___ PAGE

On Fri, Jun 30, 2017 at 03:50:33PM -0400, Alan Stern wrote:
> On Fri, 30 Jun 2017, Oleg Nesterov wrote:
> 
> > On 06/30, Paul E. McKenney wrote:
> > >
> > > On Fri, Jun 30, 2017 at 05:20:10PM +0200, Oleg Nesterov wrote:
> > > >
> > > > I do not think the overhead will be noticeable in this particular case.
> > > >
> > > > But I am not sure I understand why do we want to unlock_wait. Yes I 
> > > > agree,
> >                                    ^^^^^^^^^^^^^^^^^^^^^^^^^^^^^
> > 
> > if it was not clear, I tried to say "why do we want to _remove_ 
> > unlock_wait".
> > 
> > > > it has some problems, but still...
> > > >
> > > > The code above looks strange for me. If we are going to repeat this 
> > > > pattern
> > > > the perhaps we should add a helper for lock+unlock and name it 
> > > > unlock_wait2 ;)

______

## SHORT EXERCISE 1:
Which lines of the rows contain the word "black"? Extract each of them.
The email excerpt and the rows have no connection to each other.

___ ITEMS

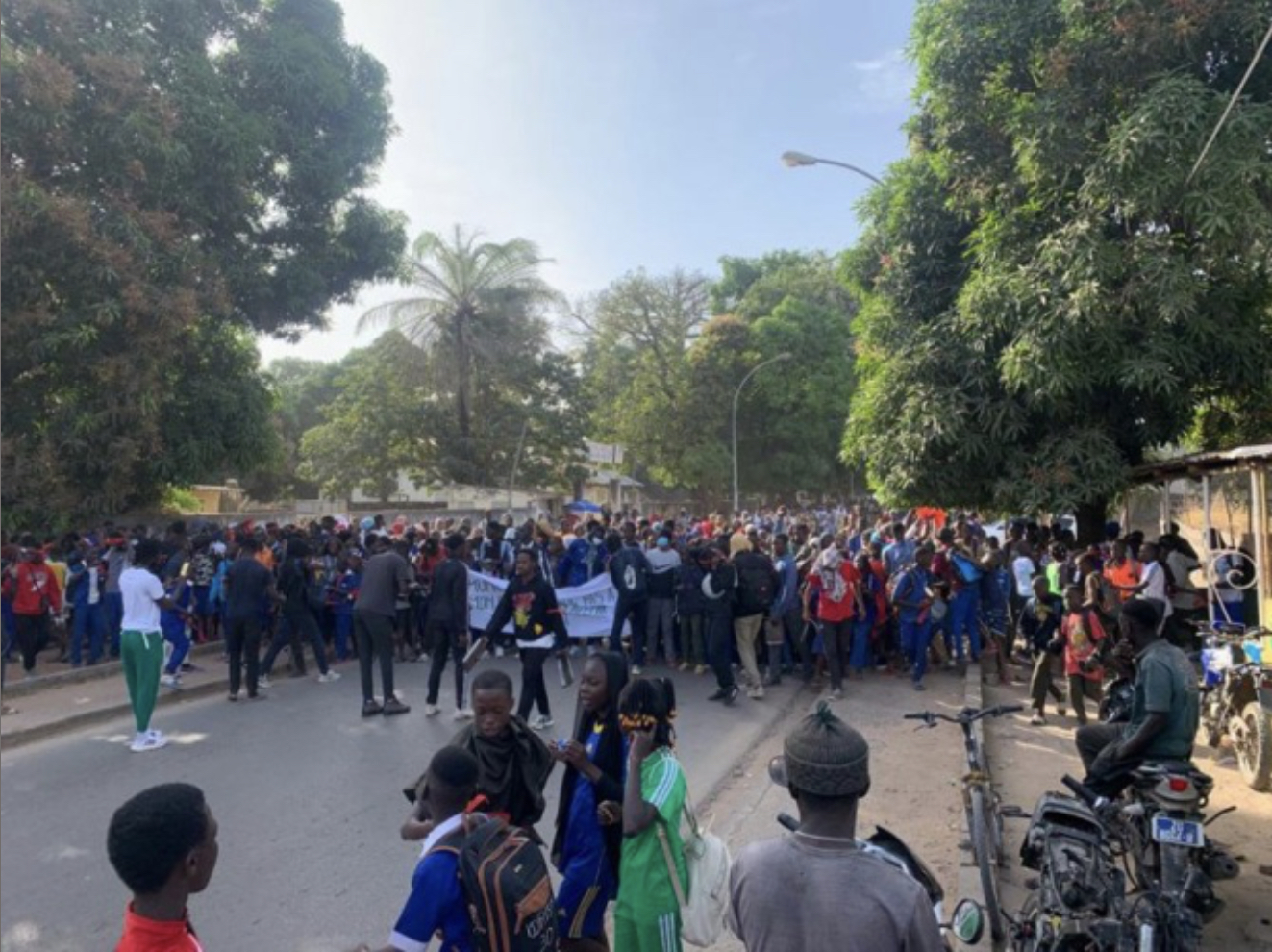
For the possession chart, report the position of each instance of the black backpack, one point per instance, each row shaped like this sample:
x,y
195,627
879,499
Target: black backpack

______

## SHORT EXERCISE 2:
Could you repeat the email excerpt word for word, everything from "On Fri, Jun 30, 2017 at 03:50:33PM" down to "this particular case."?

## EXPECTED OUTPUT 1:
For the possession chart, report the position of each instance of the black backpack, one point per instance, each row shaped like this sample:
Target: black backpack

## EXPECTED OUTPUT 2:
On Fri, Jun 30, 2017 at 03:50:33PM -0400, Alan Stern wrote:
> On Fri, 30 Jun 2017, Oleg Nesterov wrote:
> 
> > On 06/30, Paul E. McKenney wrote:
> > >
> > > On Fri, Jun 30, 2017 at 05:20:10PM +0200, Oleg Nesterov wrote:
> > > >
> > > > I do not think the overhead will be noticeable in this particular case.